===== Text shown

Also, feta cheese is still good on pizza. I don't know why I never remember this. Also, for the alleghenians, I'll be up in the afternoon. Try to be awake and sober, won't you? I'm bring my lap top - the one with the wireless hooha - so I'm going to try it out in the wireless hoohaghed places on campus. It probably won't work, but if nothing else, it's an expensive typewriter. With solitaire, built right in!
Anyway, I had a disturbing dream last night, wherein I was wearing my ratty old boots. Never mind why all of my dreams revolve around what I'm wearing on my feet, god, shut up for a second. Christ. Anyway, I was wearing my old boots, the ones with the bad shoelaces, and the Pope was coming to visit. That's right, the Pope. Old guy. Was sick. So he shows up, everyone's cheering, I'm watching the parade, and the Pope stops the whole procession, and points at me from his popemobile. "Hey," he says, "That kid needs to tie his shoes." I look around, looking for whatever person needs to have the Pope tell them to tie their shoes. Turns out it's me. "Oh no," I say, "That's alright, your holiness. The laces are just really old, you see. I got these at this thrift store..." but it's no good. He's too kindly. The Pope gets down off of his armored scooter, and walks up to me. "Bless you, my son," he says as he slowly kneels down, and with his ancient, arthritic fingers, begins tying my shoes. It takes a long time, because he's so old, and there are all these cameras. And then he stops moving. And falls over. The Pope died tying my shoes. And I was just caught in this unbearable wave of sadness that God's representative on earth, the least evil pope in all of recorded time, died tying the shoes of some lapsed ingrate. I woke up feeling so sad that this is all that goodness has amounted to - a lot of wasted, basically superfluous effort by an old man onto an unapreciative audience.
Then I woke up and realized, really, how silly that sounds.

==========

In the text about the Pope dream, how would the sentence "The Pope died tying my shoes." read in Spanish? These items have no connection to the text above.

===== Material supplied

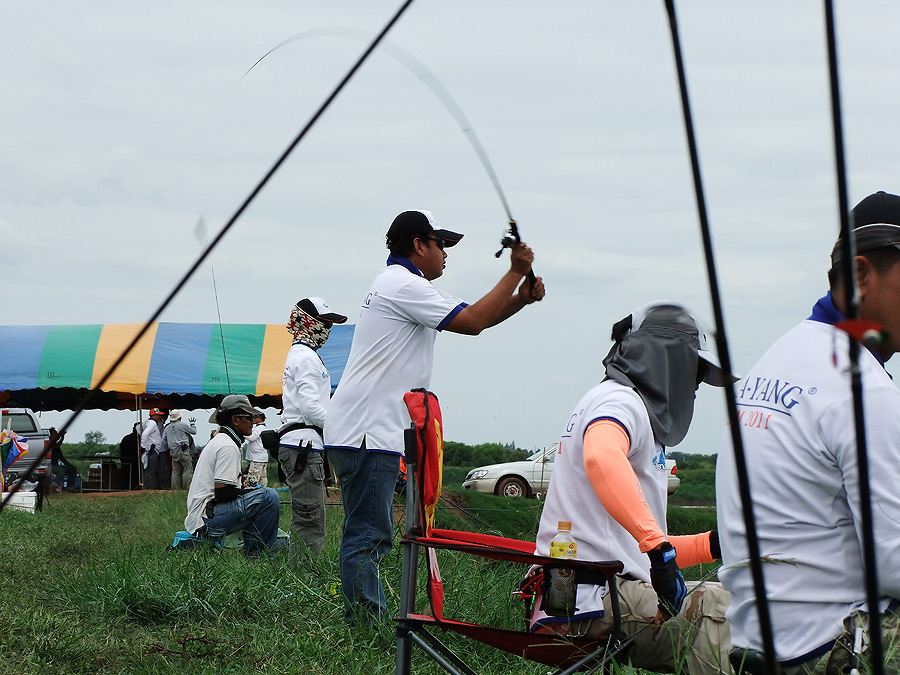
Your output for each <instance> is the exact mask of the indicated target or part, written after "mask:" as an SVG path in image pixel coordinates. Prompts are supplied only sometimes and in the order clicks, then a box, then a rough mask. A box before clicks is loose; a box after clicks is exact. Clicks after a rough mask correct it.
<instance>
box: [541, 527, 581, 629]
mask: <svg viewBox="0 0 900 675" xmlns="http://www.w3.org/2000/svg"><path fill="white" fill-rule="evenodd" d="M576 551H577V544H576V543H575V540H574V539H572V523H571V522H569V521H568V520H560V521H559V523H558V524H557V526H556V536H555V537H553V539H551V540H550V557H551V558H571V559H574V558H575V557H576ZM548 574H549V581H548V583H547V585H546V593H547V597H546V599H545V601H544V606H543V610H544V611H545V612H547V614H552V615H554V616H572V615H573V614H574V613H575V609H576V608H575V594H576V591H577V584H576V583H575V570H573V569H566V568H562V567H554V568H550V569H549V570H548Z"/></svg>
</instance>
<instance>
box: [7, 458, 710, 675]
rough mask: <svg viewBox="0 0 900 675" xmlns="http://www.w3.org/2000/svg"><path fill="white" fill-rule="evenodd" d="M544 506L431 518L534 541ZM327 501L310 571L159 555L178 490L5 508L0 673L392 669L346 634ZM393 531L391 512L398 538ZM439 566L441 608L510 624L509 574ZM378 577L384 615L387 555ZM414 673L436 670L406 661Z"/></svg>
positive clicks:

==========

### Output of the task
El Papa murió atándome los zapatos.